WORK ORDER A
In the 2015 Hyundai Genesis review, how much horsepower does the standard 3.8-liter V6 produce?
WORK ORDER B
The 2015 Hyundai Genesis review says the sedan grows only 0.2 inches in length. Explain why its interior is still roomier.

PASSAGE FOR REVIEW
=== Section Start ===

2015 Hyundai Genesis Introduction

If the badge were missing, one might easily mistake the 2015 Hyundai Genesis for a European luxury sedan. All-new for the 2015 model year, the Genesis, already impressive in its previous incarnation, gets even better.

First introduced for the 2008 model year, the Hyundai Genesis sedan received much acclaim in the automotive press. It was refreshed for 2012 and is completely redesigned for 2015.

Size-wise, the 2015 Hyundai Genesis sedan grows in length by only 0.2 inches, but the interior is roomier thanks to a wheelbase that’s been stretched by nearly three inches, allowing for more room in the cabin and shortening overhangs for improved performance. It’s longer and wider than other midsize sedans, and is technically classified by the EPA as a large vehicle. That’s good news when it comes to space, but it also means more bulk.

Unlike most new versions of cars that boast lighter, more aerodynamic designs, the Genesis takes a different tack. It feels solid and substantive, and despite the use of some new lightweight materials, the Genesis manages to gain about 100 pounds. Hyundai argues the gain is, in part, to boost safety ratings, and despite the increase, the 2015 Genesis manages to improve fuel economy by 1 mpg.

Two engines are available on the 2015 Hyundai Genesis and carry over from the previous generation (pre-2015), but have been heavily revised for the 2015 models. The standard 3.8-liter V6 produces 311 horsepower and 293 pound-feet of torque and runs on Regular gasoline. It’s available in both rear-wheel-drive and all-wheel-drive variants. The 5.0-liter V8 makes 420 hp and 383 lb.-ft of torque with Premium fuel, or 407 hp and 372 lb-ft with Regular gas. Both engines are naturally aspirated.

All models use Hyundai’s 8-speed transmission with paddle shifters (Shiftronic), which uses fuel-saving measures like skip-shift technology help to reduce emissions.

We found the V6 perfectly capable, and the best choice for most drivers. Available all-wheel drive makes the Genesis even more appealing for those in snowy climes. The V8 is silky and satisfying for those looking for even more power.

Fuel economy for the 2015 Hyundai Genesis is 18/29 mpg for the 3.8-liter RWD model and 16/25 mpg City/Highway for the 3.8-liter AWD model. With the 5.0-liter V8, fuel economy understandably suffers, with 15/23 mpg City/Highway.

In the cabin, materials are of good quality, and the layout is attractive and intuitive. Standard leather upholstery on the base model is nice, but not buttery-soft like one might find in more expensive luxury cars; we prefer the upgraded leather that comes on the 5.0. Rear passengers have adequate headroom, though rear legroom falls short compared to some. Cargo space is plentiful at 15.3 cubic feet.

=== Section End ===

DATASET RECORDS
=== Section Start ===

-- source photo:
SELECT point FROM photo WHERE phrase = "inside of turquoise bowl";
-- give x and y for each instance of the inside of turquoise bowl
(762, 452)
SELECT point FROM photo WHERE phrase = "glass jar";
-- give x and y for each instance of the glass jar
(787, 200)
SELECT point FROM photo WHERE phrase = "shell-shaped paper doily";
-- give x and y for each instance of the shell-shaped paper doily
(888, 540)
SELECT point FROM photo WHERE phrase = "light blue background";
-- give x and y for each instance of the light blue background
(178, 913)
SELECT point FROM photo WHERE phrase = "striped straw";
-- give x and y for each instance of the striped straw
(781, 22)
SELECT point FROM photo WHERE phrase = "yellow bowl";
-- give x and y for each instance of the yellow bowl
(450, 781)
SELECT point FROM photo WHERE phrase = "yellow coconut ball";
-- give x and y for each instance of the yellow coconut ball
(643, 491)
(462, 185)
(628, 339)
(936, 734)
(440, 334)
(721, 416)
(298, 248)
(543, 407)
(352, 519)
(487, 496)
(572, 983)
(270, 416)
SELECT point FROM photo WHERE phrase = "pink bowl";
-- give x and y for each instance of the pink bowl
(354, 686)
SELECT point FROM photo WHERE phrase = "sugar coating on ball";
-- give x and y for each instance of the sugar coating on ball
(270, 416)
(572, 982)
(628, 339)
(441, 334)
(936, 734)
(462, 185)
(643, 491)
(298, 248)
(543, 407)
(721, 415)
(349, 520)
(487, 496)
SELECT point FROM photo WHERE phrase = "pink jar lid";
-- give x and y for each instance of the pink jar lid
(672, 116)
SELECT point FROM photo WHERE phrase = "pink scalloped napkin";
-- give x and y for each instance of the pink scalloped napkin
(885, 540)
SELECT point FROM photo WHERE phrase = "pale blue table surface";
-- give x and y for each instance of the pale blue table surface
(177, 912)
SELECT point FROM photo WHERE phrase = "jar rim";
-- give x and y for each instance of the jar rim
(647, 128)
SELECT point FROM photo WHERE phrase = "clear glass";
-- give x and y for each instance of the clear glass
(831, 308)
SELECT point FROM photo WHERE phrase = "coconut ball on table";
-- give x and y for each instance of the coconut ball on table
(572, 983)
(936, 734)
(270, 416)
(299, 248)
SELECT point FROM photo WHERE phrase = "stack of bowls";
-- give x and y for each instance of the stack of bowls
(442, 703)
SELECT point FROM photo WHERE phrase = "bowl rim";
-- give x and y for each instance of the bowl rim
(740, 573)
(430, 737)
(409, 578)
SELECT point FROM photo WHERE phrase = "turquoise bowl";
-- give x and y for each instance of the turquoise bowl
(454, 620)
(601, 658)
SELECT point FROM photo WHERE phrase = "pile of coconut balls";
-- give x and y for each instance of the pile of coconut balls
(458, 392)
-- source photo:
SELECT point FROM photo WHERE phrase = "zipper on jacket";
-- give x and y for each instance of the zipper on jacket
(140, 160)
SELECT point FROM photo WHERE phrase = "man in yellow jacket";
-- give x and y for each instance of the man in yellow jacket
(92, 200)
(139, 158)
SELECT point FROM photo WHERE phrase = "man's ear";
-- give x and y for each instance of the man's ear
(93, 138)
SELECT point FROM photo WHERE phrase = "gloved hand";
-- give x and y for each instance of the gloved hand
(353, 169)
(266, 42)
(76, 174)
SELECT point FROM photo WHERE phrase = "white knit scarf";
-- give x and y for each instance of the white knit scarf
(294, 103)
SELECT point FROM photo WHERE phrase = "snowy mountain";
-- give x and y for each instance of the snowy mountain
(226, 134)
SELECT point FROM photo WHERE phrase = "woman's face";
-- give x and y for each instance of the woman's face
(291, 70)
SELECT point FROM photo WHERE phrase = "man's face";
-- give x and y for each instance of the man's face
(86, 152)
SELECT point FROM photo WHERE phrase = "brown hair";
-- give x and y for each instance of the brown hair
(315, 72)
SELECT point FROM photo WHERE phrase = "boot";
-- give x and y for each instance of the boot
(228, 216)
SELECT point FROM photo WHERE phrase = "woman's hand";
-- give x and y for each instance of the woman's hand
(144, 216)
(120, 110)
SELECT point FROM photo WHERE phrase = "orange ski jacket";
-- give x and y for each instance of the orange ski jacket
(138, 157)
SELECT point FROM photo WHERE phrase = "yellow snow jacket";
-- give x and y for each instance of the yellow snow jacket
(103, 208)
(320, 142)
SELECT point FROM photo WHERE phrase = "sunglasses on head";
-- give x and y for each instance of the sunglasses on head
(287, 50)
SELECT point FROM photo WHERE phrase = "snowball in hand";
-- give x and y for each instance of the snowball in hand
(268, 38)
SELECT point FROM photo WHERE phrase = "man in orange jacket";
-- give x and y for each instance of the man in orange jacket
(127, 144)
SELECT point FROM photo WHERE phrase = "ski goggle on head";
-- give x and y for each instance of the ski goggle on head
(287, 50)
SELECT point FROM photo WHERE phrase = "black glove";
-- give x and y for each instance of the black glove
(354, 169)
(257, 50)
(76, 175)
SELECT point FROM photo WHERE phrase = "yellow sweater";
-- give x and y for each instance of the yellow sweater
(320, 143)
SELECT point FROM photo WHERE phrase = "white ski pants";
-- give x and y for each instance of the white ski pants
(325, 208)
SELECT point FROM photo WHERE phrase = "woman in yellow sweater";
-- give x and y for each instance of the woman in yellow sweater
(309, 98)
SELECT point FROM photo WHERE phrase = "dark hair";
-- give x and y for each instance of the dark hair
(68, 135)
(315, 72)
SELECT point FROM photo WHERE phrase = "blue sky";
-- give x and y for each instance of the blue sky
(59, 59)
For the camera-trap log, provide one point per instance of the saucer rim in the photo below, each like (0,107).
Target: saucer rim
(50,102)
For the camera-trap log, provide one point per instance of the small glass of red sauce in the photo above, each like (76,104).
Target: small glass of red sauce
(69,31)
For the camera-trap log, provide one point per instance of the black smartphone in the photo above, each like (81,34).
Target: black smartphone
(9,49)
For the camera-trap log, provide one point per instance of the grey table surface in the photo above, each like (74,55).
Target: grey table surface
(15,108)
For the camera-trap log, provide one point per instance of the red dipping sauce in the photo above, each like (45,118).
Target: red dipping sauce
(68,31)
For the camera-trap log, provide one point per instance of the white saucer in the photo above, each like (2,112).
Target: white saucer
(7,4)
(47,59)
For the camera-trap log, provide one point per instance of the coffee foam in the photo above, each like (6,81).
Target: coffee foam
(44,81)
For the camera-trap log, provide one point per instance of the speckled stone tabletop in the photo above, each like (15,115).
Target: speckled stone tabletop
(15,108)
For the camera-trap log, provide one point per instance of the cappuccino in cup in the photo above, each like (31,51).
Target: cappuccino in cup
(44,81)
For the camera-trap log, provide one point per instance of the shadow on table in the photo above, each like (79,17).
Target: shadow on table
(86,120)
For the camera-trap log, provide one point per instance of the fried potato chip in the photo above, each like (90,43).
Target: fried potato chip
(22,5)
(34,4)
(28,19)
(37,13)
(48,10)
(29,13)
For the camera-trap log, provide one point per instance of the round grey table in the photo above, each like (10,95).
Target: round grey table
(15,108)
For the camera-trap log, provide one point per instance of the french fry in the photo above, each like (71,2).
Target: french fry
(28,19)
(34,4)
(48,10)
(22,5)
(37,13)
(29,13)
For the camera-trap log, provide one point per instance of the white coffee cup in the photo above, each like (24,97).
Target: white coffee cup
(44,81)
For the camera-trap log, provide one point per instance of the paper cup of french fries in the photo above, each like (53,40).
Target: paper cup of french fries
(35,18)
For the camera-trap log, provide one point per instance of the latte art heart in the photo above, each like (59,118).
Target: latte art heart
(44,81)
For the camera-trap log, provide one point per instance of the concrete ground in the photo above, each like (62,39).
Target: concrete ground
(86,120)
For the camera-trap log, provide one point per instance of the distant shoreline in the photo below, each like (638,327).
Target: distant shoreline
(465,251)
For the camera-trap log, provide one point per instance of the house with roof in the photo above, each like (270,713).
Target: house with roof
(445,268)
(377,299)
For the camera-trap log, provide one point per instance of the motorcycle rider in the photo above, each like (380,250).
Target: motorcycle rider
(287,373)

=== Section End ===

EXERCISE SOLUTION A
311 horsepower

EXERCISE SOLUTION B
The wheelbase was stretched by nearly three inches, which makes more room in the cabin. It also shortens the overhangs for better performance.